> _PROVIDED INFORMATION_:
++++++

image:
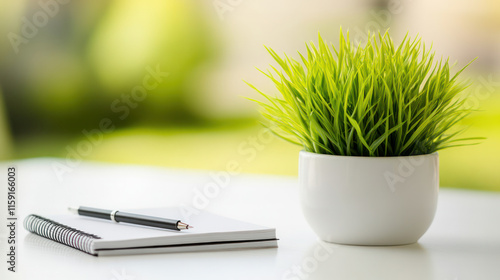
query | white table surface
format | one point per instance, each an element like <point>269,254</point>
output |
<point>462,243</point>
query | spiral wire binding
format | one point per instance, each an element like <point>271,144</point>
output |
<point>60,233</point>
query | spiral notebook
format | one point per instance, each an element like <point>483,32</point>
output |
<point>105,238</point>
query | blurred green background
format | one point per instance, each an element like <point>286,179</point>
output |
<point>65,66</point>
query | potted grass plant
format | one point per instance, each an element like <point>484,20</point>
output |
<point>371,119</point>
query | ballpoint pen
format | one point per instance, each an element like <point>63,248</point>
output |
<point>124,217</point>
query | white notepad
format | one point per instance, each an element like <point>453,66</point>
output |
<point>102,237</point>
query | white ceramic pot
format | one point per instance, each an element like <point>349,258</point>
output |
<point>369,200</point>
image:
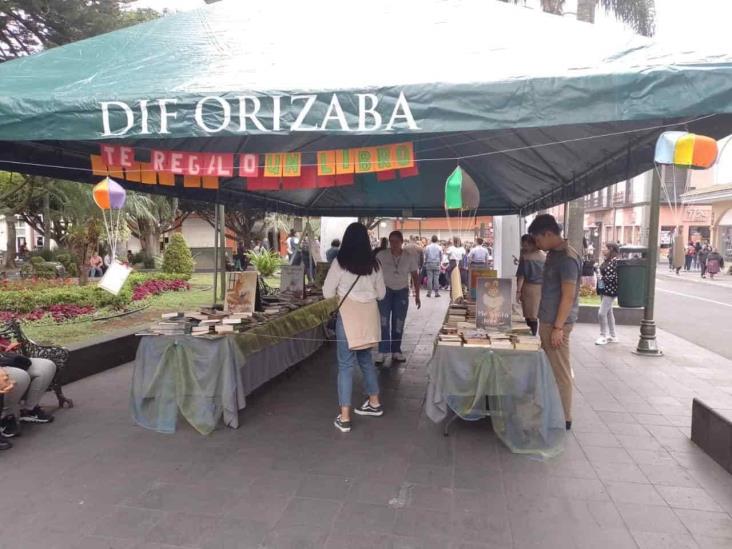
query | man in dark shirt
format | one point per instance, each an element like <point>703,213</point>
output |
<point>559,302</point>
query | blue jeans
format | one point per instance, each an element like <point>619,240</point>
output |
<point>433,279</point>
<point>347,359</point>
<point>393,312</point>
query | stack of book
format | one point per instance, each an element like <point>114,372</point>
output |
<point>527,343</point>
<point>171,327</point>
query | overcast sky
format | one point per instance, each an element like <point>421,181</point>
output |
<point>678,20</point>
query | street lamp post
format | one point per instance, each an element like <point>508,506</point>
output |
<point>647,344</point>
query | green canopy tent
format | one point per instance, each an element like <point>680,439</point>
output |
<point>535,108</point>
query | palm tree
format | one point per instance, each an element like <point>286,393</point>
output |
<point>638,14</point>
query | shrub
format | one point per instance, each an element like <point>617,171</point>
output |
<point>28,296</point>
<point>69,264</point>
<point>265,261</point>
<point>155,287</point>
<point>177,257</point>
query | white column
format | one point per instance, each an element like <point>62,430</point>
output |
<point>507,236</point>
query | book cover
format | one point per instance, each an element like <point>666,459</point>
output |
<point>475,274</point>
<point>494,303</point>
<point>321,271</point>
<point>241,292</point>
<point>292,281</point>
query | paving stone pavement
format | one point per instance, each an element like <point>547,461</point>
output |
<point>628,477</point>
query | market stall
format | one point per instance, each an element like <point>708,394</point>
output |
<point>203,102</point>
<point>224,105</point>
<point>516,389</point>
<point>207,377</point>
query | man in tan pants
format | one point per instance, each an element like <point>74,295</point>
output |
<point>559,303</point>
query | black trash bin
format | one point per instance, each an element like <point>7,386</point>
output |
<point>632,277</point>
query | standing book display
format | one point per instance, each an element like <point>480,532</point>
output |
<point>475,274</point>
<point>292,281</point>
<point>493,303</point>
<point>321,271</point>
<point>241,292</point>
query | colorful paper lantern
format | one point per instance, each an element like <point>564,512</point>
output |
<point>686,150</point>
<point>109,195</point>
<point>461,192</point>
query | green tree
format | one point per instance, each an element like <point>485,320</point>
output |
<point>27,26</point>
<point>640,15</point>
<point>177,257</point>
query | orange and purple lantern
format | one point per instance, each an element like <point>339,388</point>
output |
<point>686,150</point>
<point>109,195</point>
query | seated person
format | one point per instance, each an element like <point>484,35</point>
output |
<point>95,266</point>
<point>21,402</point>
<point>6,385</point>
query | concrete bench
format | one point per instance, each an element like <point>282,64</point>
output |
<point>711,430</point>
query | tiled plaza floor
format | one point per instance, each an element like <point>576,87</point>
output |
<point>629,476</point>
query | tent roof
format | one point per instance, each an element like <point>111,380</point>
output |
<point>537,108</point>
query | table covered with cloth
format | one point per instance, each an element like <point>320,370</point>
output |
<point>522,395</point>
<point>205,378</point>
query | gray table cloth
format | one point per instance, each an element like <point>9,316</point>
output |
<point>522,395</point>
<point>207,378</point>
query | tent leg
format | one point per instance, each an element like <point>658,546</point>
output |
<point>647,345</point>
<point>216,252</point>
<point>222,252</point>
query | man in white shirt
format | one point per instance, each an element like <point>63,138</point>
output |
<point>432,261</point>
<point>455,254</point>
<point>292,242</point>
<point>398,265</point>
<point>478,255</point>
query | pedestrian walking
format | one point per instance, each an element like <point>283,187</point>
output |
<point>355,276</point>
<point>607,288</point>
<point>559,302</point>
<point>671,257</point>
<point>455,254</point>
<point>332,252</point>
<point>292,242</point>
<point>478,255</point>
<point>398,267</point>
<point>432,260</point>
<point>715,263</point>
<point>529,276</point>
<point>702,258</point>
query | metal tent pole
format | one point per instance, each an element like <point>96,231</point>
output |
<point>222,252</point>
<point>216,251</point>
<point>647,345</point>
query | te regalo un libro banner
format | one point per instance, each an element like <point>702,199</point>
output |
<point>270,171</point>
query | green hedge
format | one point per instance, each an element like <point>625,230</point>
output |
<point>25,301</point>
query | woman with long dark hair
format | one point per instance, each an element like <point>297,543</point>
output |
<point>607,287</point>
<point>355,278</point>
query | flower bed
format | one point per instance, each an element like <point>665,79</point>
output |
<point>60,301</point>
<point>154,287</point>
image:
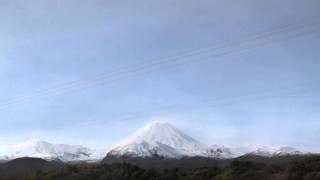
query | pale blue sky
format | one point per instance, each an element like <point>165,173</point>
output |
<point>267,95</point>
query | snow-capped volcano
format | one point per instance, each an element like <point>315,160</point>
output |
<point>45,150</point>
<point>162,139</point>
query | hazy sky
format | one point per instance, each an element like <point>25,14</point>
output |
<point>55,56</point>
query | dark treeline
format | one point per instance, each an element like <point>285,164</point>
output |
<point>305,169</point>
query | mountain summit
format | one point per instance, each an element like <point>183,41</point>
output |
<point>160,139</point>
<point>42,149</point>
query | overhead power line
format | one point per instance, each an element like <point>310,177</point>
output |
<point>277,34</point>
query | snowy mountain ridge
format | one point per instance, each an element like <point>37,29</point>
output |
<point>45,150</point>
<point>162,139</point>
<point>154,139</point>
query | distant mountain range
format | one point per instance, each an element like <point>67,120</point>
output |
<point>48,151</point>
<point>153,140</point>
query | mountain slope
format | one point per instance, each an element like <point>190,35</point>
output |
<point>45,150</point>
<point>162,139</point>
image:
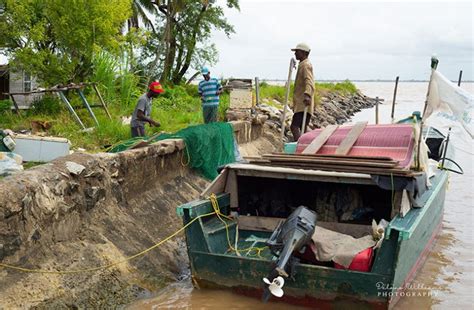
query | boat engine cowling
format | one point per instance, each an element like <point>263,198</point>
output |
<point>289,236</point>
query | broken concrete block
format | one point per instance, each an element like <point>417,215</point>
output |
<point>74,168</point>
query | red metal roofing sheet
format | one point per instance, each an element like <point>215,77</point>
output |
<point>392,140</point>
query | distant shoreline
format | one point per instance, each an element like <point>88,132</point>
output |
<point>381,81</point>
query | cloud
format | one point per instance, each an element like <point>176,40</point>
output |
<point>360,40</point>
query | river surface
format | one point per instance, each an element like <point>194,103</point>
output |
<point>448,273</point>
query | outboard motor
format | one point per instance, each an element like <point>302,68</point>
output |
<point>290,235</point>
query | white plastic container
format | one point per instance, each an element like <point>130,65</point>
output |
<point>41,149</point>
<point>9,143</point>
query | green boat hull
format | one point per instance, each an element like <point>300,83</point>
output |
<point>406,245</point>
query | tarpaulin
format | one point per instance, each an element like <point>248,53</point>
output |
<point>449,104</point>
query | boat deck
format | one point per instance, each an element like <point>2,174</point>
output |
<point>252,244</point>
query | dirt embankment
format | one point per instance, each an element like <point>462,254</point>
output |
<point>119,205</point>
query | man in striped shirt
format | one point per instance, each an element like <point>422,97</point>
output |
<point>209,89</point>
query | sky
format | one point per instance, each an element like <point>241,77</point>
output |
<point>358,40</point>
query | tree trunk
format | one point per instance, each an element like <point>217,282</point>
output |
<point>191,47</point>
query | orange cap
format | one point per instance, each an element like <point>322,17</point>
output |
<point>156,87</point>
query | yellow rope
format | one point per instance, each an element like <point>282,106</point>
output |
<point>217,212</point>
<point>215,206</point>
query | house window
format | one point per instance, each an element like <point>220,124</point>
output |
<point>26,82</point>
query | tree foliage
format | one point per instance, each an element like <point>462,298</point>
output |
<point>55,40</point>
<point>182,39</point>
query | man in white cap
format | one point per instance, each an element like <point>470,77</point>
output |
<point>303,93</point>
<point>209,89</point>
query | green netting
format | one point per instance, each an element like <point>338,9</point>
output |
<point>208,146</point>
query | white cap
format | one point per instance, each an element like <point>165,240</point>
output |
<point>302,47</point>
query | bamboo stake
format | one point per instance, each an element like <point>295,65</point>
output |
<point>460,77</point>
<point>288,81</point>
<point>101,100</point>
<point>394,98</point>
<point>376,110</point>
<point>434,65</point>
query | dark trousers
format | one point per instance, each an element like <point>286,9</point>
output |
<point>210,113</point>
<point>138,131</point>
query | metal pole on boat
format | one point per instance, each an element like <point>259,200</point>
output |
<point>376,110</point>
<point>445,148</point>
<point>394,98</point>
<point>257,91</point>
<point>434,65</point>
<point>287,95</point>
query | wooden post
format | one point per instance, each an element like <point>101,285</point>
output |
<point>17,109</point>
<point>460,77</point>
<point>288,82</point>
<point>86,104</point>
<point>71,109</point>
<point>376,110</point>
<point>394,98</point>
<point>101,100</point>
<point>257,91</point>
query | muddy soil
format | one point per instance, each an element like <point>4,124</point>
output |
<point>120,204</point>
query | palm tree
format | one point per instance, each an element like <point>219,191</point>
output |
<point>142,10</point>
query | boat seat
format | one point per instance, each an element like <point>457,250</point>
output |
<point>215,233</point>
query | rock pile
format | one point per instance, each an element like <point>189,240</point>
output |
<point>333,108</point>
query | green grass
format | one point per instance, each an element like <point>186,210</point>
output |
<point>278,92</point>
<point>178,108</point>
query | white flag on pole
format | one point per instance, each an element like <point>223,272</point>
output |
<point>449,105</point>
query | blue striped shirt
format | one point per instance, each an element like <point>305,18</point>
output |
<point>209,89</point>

++++++

> _ASSIGNMENT_:
Wherever the string "shirt" appears in the records above, copy the line it sits in.

> _ANSWER AREA_:
query | man in dark shirt
query | man in white shirt
query | man in striped shirt
query | blue striped shirt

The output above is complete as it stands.